Top of SELECTED TEXT

This award-winning atlas of brain connectivity comes from Sahar Ahmad, Ye Wu, and Pew-Thian Yap, The University of North Carolina, Chapel Hill. The UNC Chapel Hill team produced this image using a non-invasive technique called diffusion MRI tractography. It’s an emerging approach with many new possibilities for neuroscience and the clinic . Ahmad’s team is putting it to work to map the brain’s many neural connections and how they change across the human lifespan.
In fact, the connectivity atlas you see here isn’t from a single human brain. It’s actually a compilation of images of the brains of multiple 30-year-olds. The researchers are using this brain imaging approach to visualize changes in the brain and its fiber tracts as people grow, develop, and mature from infancy into old age.
Sahar says their comparisons of such images show that early in life, many dynamic changes occur in the brain’s fiber tracts. Once a person reaches young adulthood, the connective wiring tends to stabilize until old age, when fiber tracts begin to break down. These and other similarly precise atlases of the human brain promise to reveal fascinating insights into brain organization and the functional dynamics of its architecture, now and in the future.

Bottom of SELECTED TEXT

**WORK ORDER A:**
Copy the passage on the brain connectivity atlas word for word, starting with "This award-winning atlas" and going on through "into old age.".
**WORK ORDER B:**
Translate this sentence from the passage on the brain connectivity atlas into Spanish: "It’s actually a compilation of images of the brains of multiple 30-year-olds."
**WORK ORDER C:**
According to the passage on the brain connectivity atlas, is each statement true? (i) The atlas shown comes from one person's brain. (ii) Diffusion MRI tractography is a non-invasive technique. (iii) Fiber tracts begin to break down in young adulthood. Answer yes or no for each, and quote the words that decide it.

Top of INFORMATION PROVIDED

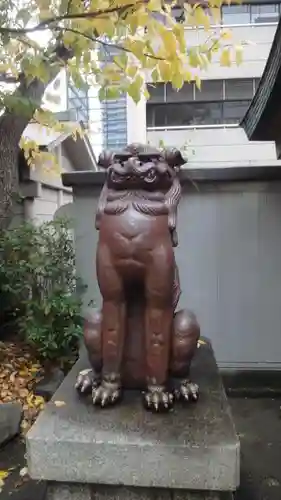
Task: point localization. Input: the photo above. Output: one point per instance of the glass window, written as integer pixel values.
(186, 93)
(233, 111)
(156, 92)
(211, 90)
(178, 14)
(236, 14)
(239, 88)
(256, 84)
(267, 13)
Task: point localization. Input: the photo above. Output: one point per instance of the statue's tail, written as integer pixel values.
(176, 288)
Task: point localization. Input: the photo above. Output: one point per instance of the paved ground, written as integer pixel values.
(258, 423)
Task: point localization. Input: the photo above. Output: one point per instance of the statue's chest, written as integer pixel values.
(140, 202)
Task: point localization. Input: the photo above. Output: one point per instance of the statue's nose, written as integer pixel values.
(131, 165)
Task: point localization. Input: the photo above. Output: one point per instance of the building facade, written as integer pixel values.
(205, 123)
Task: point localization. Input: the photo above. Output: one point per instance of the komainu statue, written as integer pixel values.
(138, 340)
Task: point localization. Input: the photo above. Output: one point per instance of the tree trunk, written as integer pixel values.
(12, 127)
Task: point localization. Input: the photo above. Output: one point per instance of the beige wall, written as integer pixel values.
(220, 147)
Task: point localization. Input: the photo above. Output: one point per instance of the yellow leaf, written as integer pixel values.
(177, 80)
(104, 26)
(202, 342)
(170, 42)
(201, 18)
(239, 54)
(198, 82)
(23, 471)
(155, 5)
(38, 401)
(216, 14)
(225, 59)
(164, 70)
(226, 35)
(59, 403)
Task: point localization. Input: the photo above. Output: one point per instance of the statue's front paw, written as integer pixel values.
(85, 381)
(106, 394)
(158, 399)
(187, 391)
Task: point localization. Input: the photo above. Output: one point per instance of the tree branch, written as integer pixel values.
(9, 78)
(43, 25)
(106, 44)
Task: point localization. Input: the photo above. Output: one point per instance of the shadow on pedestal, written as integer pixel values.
(191, 453)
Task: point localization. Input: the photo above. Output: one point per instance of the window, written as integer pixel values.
(218, 102)
(251, 13)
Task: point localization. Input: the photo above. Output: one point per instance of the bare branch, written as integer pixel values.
(106, 44)
(43, 25)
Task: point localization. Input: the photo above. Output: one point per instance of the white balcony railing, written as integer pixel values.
(193, 127)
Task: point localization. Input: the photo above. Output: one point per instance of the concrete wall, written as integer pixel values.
(220, 146)
(229, 261)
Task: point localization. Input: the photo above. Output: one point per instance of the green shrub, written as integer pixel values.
(38, 287)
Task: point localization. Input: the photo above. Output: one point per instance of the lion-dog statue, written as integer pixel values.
(138, 340)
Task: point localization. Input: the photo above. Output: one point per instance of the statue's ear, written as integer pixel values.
(173, 157)
(105, 159)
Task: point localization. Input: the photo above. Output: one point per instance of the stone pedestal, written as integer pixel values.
(125, 452)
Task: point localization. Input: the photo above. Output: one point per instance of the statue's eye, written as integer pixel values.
(151, 174)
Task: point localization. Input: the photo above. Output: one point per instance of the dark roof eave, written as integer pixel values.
(257, 121)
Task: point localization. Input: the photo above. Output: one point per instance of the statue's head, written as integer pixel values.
(141, 167)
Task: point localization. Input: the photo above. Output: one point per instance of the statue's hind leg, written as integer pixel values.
(186, 333)
(89, 378)
(158, 329)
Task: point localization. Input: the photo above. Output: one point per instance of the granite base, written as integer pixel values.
(87, 492)
(192, 448)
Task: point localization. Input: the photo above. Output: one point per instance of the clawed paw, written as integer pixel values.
(85, 381)
(188, 391)
(106, 394)
(158, 399)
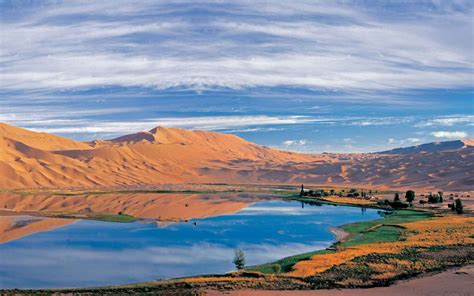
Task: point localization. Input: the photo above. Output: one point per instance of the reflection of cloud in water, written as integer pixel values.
(97, 267)
(274, 211)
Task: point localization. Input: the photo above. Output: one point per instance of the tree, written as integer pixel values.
(410, 196)
(276, 268)
(396, 197)
(239, 259)
(458, 206)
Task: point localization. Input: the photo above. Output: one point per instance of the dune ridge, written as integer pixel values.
(172, 155)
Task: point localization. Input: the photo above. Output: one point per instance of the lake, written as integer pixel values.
(90, 253)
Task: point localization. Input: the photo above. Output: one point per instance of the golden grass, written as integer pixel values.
(446, 230)
(349, 200)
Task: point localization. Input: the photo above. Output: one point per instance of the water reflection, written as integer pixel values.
(92, 253)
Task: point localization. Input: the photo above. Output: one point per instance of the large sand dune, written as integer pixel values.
(171, 155)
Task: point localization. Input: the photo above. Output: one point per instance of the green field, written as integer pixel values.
(382, 230)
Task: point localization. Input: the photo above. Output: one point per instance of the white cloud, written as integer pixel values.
(301, 142)
(408, 141)
(450, 120)
(318, 45)
(446, 134)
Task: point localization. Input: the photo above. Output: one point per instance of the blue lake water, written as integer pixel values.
(92, 253)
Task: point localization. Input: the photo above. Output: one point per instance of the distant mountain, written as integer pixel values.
(171, 155)
(432, 147)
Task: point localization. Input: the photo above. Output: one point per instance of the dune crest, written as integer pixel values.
(172, 155)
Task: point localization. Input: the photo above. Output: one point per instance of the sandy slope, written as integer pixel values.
(458, 282)
(171, 155)
(152, 206)
(14, 227)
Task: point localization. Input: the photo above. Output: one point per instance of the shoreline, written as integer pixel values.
(340, 234)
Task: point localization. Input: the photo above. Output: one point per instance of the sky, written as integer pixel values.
(308, 76)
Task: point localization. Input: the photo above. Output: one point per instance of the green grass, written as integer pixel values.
(382, 230)
(286, 264)
(382, 234)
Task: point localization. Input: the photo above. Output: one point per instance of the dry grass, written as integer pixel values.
(441, 231)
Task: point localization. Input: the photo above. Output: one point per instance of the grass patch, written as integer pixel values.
(375, 270)
(366, 232)
(286, 264)
(382, 230)
(382, 234)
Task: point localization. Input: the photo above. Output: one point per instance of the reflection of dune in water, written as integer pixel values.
(140, 205)
(15, 227)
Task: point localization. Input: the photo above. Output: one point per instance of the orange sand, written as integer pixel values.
(140, 205)
(437, 231)
(171, 155)
(14, 227)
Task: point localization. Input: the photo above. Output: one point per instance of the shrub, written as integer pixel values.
(458, 206)
(276, 268)
(239, 259)
(396, 197)
(410, 196)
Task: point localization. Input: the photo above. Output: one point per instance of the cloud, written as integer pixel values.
(301, 142)
(331, 46)
(451, 135)
(450, 120)
(408, 141)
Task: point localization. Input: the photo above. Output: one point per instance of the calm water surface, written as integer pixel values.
(91, 253)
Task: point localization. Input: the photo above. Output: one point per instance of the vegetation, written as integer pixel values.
(286, 264)
(396, 197)
(384, 268)
(376, 231)
(410, 196)
(458, 206)
(239, 259)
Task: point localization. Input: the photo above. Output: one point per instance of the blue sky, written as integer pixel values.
(311, 76)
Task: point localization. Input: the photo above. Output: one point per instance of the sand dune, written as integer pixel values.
(161, 206)
(15, 227)
(172, 155)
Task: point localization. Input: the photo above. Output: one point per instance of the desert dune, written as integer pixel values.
(175, 156)
(15, 227)
(139, 205)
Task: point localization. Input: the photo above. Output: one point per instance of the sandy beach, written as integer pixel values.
(455, 282)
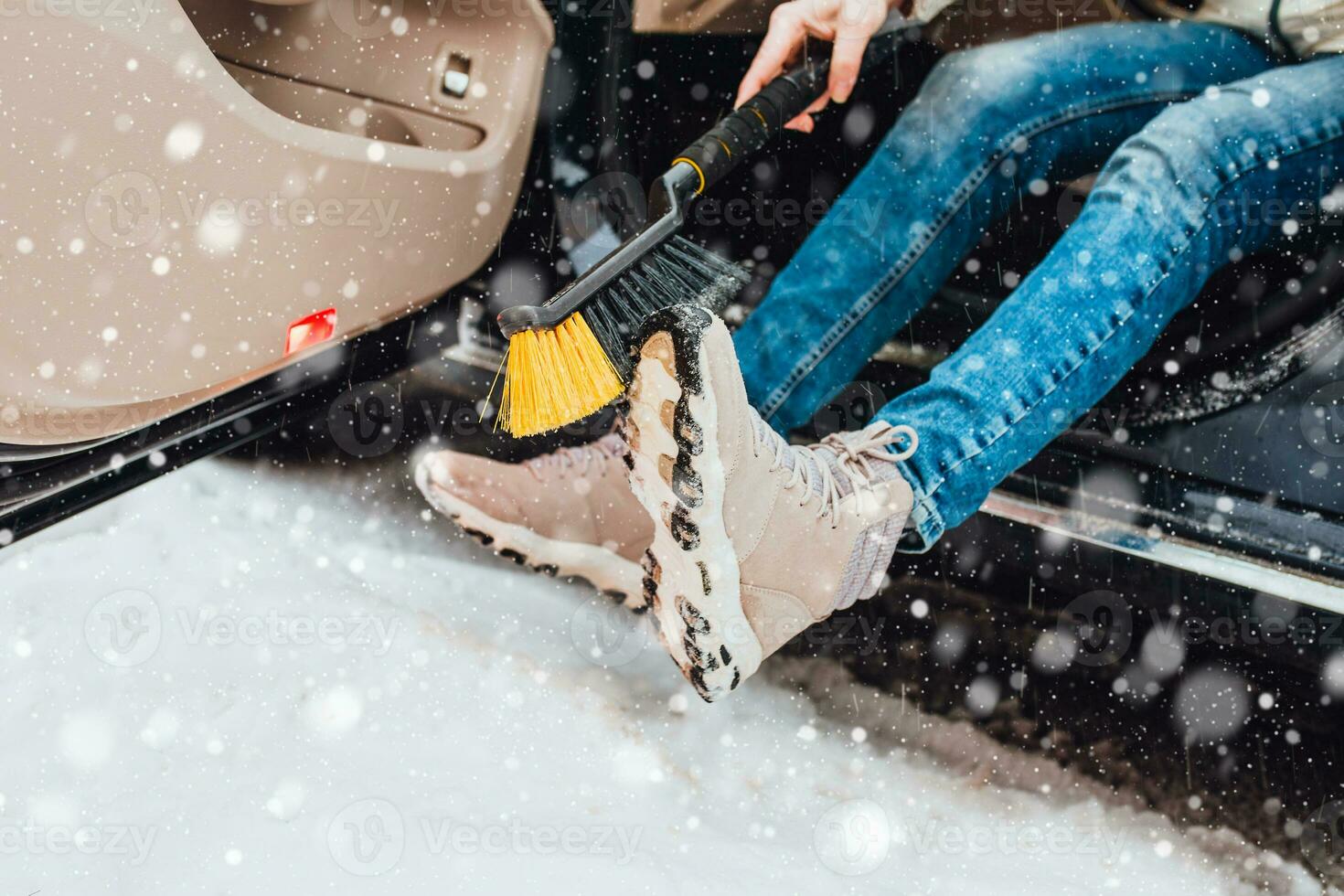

Bottom of INFORMATION PROVIDED

**TASK SOLUTION A:**
This award-winning atlas of brain connectivity comes from Sahar Ahmad, Ye Wu, and Pew-Thian Yap, The University of North Carolina, Chapel Hill. The UNC Chapel Hill team produced this image using a non-invasive technique called diffusion MRI tractography. It’s an emerging approach with many new possibilities for neuroscience and the clinic . Ahmad’s team is putting it to work to map the brain’s many neural connections and how they change across the human lifespan.
In fact, the connectivity atlas you see here isn’t from a single human brain. It’s actually a compilation of images of the brains of multiple 30-year-olds. The researchers are using this brain imaging approach to visualize changes in the brain and its fiber tracts as people grow, develop, and mature from infancy into old age.

**TASK SOLUTION B:**
En realidad, es una recopilación de imágenes de los cerebros de varias personas de 30 años.

**TASK SOLUTION C:**
(i) No: "the connectivity atlas you see here isn’t from a single human brain."
(ii) Yes: "a non-invasive technique called diffusion MRI tractography."
(iii) No: "Once a person reaches young adulthood, the connective wiring tends to stabilize until old age, when fiber tracts begin to break down."